EXTRAIT CHOISI:
--

Treize façons de voir... pourquoi treize ? parce que ce nombre peut faire - à cause du symbole qu'il porte, de sa dualité - pencher le point de vue d'un côté ou de l'autre, c'est à dire du côté de la vie ou du côté de la mort, du côté du bien ou du côté du mal, du côté de la vengeance ou de celui du pardon, du côté de la compassion ou de celui de l'adversité ? C'est ce que j'ai cru dans un premier temps...
Non, en fait, ce titre est tiré d'un poème de Wallace Stevens : "Treize façons de regarder un merle" duquel Colum Mccann cite un passage qui sous tend le recueil :

(…)
Je ne sais que préférer,
La beauté des inflexions
Ou la beauté des insinuations (...)


Une novella et quatre autres nouvelles plus courtes dont le sujet - fil qui les relie est la violence. La violence subie, admise ou enfouie dans la mémoire, la violence des émotions, aussi, qui brûle le coeur et fait suffoquer.

Cinq récits très différents, mais qui happent littéralement le lecteur : curieusement, celui-ci garde l'illusion que ses propres pensées, ses propres espoirs pour les personnages pourraient influencer le cours de l'histoire. Il n'en est rien, bien sûr, mais Colum McCann sait tellement distiller l'attente, tellement avancer les détails "pion par pion" comme sur l'échiquier pour créer une ambiance, une atmosphère, raconter un caractère que la lecture s'apparente réellement à un cheminement de découverte pour lequel toutes les possibilités sont offertes. Aucune des nouvelles n'a de fin tranchée, chacun se racontera la suite selon son propre tempérament.

--

Extraits d'un jeu de données d'annotation de lieux:
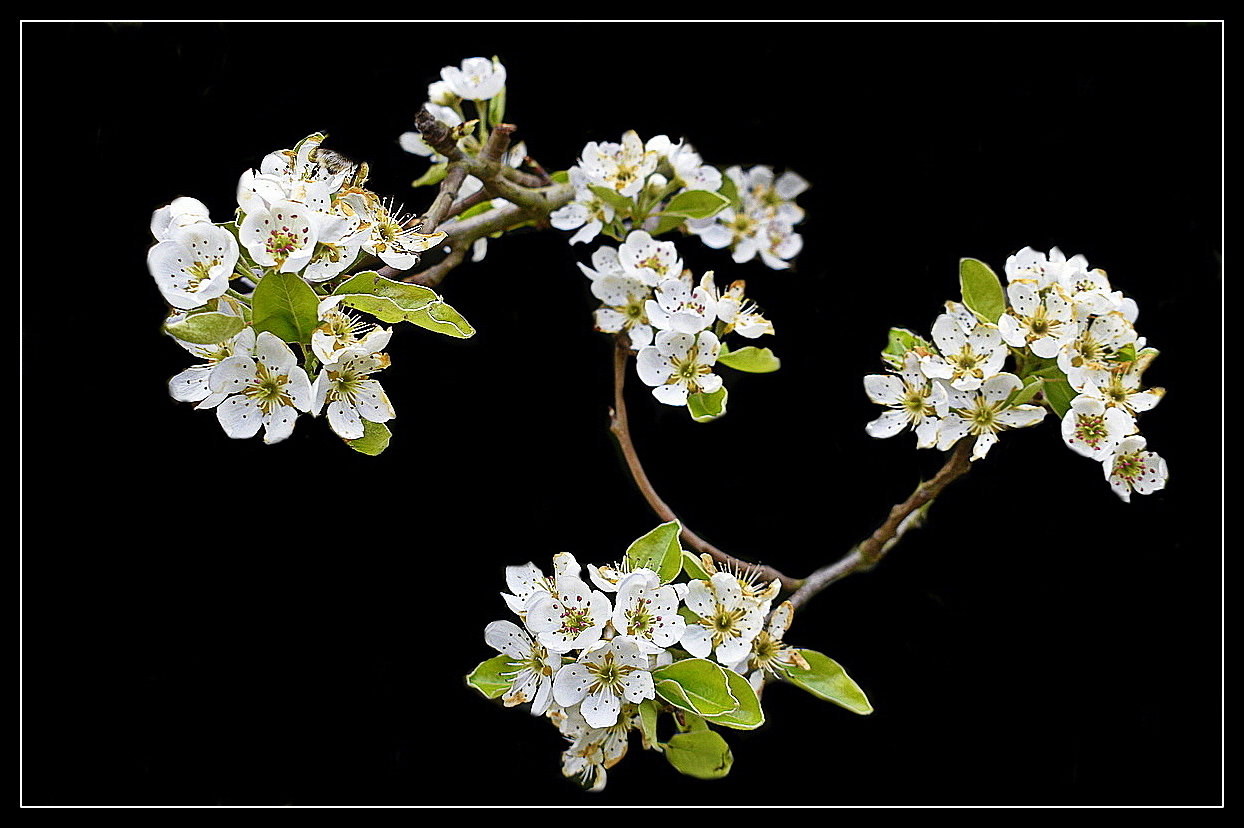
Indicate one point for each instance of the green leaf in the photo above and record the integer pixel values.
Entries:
(698, 685)
(696, 204)
(433, 175)
(827, 680)
(750, 358)
(376, 437)
(982, 290)
(748, 715)
(392, 302)
(488, 676)
(702, 754)
(205, 328)
(707, 407)
(285, 306)
(1059, 394)
(658, 551)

--

À VOUS DE JOUER:
#1 Recopiez mot pour mot le passage de l'extrait sur le recueil de Colum McCann qui s'ouvre sur les mots « Cinq récits très » et se termine par « son propre tempérament. ».
#2 Prolongez l'extrait sur le recueil de Colum McCann à partir de sa dernière phrase.
Les items forment un ensemble à part, sans lien avec l'extrait.

LES RÉPONSES:
#1
Cinq récits très différents, mais qui happent littéralement le lecteur : curieusement, celui-ci garde l'illusion que ses propres pensées, ses propres espoirs pour les personnages pourraient influencer le cours de l'histoire. Il n'en est rien, bien sûr, mais Colum McCann sait tellement distiller l'attente, tellement avancer les détails "pion par pion" comme sur l'échiquier pour créer une ambiance, une atmosphère, raconter un caractère que la lecture s'apparente réellement à un cheminement de découverte pour lequel toutes les possibilités sont offertes. Aucune des nouvelles n'a de fin tranchée, chacun se racontera la suite selon son propre tempérament.

#2
Il est donc question de violence, que les personnages ont ou vont croiser, dont ils ne se remettent pas ou qu'ils vont devoir affronter. Une violence physique, ou alors plus sourde, celle de l'angoisse.
Il est aussi question de mémoire, des souvenirs de ce qu'ils contiennent de sentiments avec lesquels il faut apprendre à se démener, de regrets ou de remords.
A un moment, les personnages de ces différentes nouvelles vont tous faire une sorte de bilan même sans en être conscients, un bilan de ce qu'ils ont vécu et choisi et qui les a amenés au moment où commence le récit. Une certaine forme de nostalgie les enveloppe sans qu'on puisse dire avec conviction s'ils regrettent le passé ou non.

Les détails qu'on observe sont un élément important de ces récits, que ce soit au moyen de caméras qui finalement "parlent" à la place du personnage principal de la novella, le racontant sans qu'il se confie lui-même, le regard de l'observatrice de la dernière nouvelle qui est celui du lecteur pour assister à une vengeance d'un malheureux envers un homme aussi miséreux que lui, l'importance des lueurs électriques ou de la clarté de la lune sur un théâtre d'opérations et aussi les yeux qui fouillent les paysages à la recherche d'un indice donnant un espoir dans un autre des récits, sans oublier le regard qui fouille le visage apparu sur le poste de télévision essayant de le mettre en miroir avec un homme croisé plusieurs décennies plus tôt : ce regard fait-il défaut, est-il fiable ?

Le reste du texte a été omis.